Problems and tasks ::
• 1. Could you rewrite the AI box thread starting with "Also, I'm not" and going on through "it in retrospect?", with "dialogue" changed to "transcript"?
• 2. Which people does the AI box thread mention by name?

Okay this is weak sauce. I really don't get how people just keep letting the AI out. It's not that hard to say no! I'm offering to play the Gatekeeper against an AI player that has at least one game as AI under their belt (won or not). (Experience is required because I'm pretty sure I'll win, and I would like to not waste a lot of time on this.) If AI wins, they will get $300, and I'll give an additional $300 to the charity of their choice.
Tux, if you are up for this, I'll accept your $150 fee, plus you'll get $150 if you win and $300 to a charity.
I think not understanding how this happen may be a very good predictor for losing.
If you did have a clear idea of how it works, and had a reason for it not to work on you specifically but work on others, then that may have been a predictor for it not working on you.
I think I have very clear idea of how those things work in general. Leaving aside very specific arguments, this relies on massive over updating you are going to do when an argument is presented to you, updating just the nodes that you are told to update, and by however much you are told to update them, when you can't easily see why not.
Sup Alexei.
I'm going to have to think really hard on this one. On one hand, damn. That amount of money is really tempting. On the other hand, I kind of know you personally, and I have an automatic flinch reaction to playing anyone I know.
Can you clarify the stakes involved? When you say you'll "accept your $150 fee", do you mean this money goes to me personally, or to a charity such as MIRI?
Also, I'm not sure if "people just keep letting the AI out" is an accurate description. As far as I know, the only AIs who have ever won are Eliezer and myself, from the many many AI box experiments that have occurred so far -- so the AI winning is definitely the exception rather than the norm. (If anyone can help prove this statement wrong, please do so!)
Edit: The only other AI victory.
Updates: http://lesswrong.com/r/discussion/lw/iqk/i_played_the_ai_box_experiment_again_and_lost/
If you win, and publish the full dialogue, I'm throwing in another $100.
I'd do more, but I'm poor.
Does SoundLogic endorse their decision to let you out of the box? How do they feel about it in retrospect?
BTW, I think your pre-planning the conversation works as a great analogue to the superior intelligence a real AI might be dealing with.
I'm not completely sure. And I can't say much more than that without violating the rules. I would be more interested in how I feel in a week or so.
This is actually a good analogy. A 2-year-old possesses a far inferior intelligence to yours and yet can resist persuasion through sheer pigheadedness.
I wonder if people here are letting the AI out of the box because they are too capable of taking arguments seriously, a problem that the general population (even of AI researchers) thankfully is less prone to.

Information provided ::
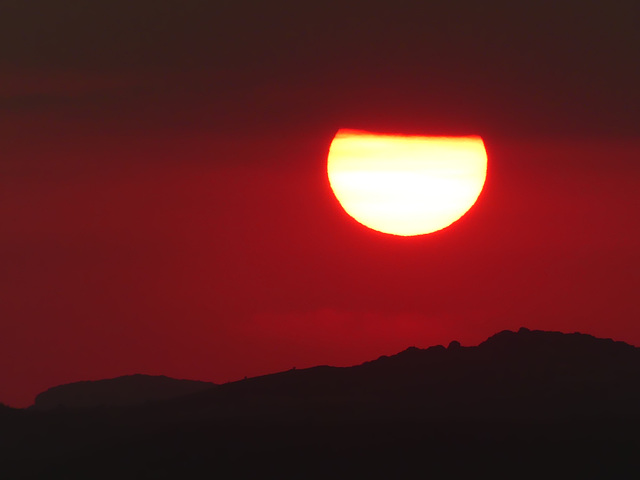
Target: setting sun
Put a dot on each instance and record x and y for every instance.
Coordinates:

Task-by-task results ::
• 1.
Also, I'm not sure if "people just keep letting the AI out" is an accurate description. As far as I know, the only AIs who have ever won are Eliezer and myself, from the many many AI box experiments that have occurred so far -- so the AI winning is definitely the exception rather than the norm. (If anyone can help prove this statement wrong, please do so!)
Edit: The only other AI victory.
Updates: http://lesswrong.com/r/discussion/lw/iqk/i_played_the_ai_box_experiment_again_and_lost/
If you win, and publish the full transcript, I'm throwing in another $100.
I'd do more, but I'm poor.
Does SoundLogic endorse their decision to let you out of the box? How do they feel about it in retrospect?

• 2. Tux, Alexei, Eliezer, SoundLogic